Report each line of the entries that includes "wooden" by copying it.
——
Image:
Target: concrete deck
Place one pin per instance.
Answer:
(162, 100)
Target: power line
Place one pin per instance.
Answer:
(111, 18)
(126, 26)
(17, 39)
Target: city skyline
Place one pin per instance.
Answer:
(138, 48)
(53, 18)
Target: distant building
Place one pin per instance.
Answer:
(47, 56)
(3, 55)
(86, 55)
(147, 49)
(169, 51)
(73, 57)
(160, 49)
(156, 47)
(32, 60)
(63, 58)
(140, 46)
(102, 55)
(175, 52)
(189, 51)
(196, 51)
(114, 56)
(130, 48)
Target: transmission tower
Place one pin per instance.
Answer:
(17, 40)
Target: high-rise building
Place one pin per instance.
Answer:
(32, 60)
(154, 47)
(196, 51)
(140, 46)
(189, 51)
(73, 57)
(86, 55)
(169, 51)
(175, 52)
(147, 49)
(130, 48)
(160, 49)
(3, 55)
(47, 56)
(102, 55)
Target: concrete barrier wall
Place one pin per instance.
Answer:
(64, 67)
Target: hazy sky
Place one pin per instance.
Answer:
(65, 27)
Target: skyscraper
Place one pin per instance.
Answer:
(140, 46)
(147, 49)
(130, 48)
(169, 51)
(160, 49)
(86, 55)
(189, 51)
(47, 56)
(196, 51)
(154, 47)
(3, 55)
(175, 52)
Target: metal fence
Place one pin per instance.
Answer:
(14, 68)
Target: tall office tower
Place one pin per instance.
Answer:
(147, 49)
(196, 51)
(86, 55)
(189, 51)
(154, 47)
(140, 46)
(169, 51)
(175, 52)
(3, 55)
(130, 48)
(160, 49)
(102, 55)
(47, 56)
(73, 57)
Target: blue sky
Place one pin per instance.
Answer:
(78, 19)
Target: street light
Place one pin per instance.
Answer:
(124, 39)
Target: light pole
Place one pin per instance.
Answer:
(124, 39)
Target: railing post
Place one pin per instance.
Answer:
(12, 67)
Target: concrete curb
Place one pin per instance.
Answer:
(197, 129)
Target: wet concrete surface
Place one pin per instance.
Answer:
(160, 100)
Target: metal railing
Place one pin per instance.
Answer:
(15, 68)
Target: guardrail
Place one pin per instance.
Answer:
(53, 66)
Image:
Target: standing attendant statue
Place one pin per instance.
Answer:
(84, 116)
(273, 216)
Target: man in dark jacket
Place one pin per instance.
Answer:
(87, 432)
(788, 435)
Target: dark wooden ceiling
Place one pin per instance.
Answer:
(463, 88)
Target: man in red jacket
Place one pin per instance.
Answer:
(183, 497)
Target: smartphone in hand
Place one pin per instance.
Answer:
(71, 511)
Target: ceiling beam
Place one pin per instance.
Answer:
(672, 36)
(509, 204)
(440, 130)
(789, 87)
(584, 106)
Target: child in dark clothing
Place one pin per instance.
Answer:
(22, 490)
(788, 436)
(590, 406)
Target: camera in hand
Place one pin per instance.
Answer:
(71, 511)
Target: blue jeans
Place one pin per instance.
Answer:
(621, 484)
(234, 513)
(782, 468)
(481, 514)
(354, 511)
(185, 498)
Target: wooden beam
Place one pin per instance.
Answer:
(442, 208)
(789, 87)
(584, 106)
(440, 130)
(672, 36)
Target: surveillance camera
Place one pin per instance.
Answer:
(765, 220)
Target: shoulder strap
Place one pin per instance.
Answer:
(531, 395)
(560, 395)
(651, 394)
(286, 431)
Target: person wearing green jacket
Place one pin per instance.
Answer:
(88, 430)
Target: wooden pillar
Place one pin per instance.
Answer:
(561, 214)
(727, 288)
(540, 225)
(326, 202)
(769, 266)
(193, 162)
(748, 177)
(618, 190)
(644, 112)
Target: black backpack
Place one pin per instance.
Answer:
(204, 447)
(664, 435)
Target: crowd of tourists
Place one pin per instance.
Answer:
——
» **WRITTEN RESPONSE**:
Target: dark wooden ceiling
Target: wooden beam
Target: wooden pillar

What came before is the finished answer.